Count the lines in the records below that contain the string "method", and reply with only the number.

□ □ □

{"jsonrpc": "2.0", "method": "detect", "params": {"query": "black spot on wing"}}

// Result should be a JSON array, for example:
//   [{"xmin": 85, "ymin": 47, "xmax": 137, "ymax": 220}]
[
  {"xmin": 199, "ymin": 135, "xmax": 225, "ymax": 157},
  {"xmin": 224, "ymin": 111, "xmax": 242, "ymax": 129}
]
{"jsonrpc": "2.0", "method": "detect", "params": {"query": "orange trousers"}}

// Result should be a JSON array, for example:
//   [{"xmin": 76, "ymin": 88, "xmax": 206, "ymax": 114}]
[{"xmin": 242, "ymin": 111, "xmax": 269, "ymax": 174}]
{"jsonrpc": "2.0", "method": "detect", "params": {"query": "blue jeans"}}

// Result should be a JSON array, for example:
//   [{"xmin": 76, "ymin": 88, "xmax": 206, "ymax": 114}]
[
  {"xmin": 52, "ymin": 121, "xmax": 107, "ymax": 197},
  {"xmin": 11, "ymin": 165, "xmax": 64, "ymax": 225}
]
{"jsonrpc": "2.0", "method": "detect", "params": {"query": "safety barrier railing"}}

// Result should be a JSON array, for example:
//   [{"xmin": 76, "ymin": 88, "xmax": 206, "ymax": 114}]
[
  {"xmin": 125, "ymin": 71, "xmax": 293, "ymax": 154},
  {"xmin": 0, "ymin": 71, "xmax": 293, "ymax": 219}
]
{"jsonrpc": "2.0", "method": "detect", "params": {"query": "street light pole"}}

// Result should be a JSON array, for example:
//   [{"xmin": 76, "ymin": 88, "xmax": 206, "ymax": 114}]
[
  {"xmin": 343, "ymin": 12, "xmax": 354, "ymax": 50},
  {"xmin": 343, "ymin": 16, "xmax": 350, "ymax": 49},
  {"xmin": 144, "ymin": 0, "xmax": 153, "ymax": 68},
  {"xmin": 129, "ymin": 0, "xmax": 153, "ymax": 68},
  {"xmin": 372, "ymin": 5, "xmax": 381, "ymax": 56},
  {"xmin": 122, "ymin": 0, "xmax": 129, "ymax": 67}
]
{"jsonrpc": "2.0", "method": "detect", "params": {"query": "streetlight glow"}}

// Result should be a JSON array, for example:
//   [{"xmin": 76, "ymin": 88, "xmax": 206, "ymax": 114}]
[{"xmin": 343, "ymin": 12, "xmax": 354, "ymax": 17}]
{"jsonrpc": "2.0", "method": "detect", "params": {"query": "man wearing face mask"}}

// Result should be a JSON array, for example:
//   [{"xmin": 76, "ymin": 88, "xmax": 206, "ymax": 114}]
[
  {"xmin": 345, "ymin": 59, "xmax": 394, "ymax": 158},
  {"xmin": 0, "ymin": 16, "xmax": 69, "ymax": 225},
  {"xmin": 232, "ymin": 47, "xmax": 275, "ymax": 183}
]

□ □ □

Exercise output. 7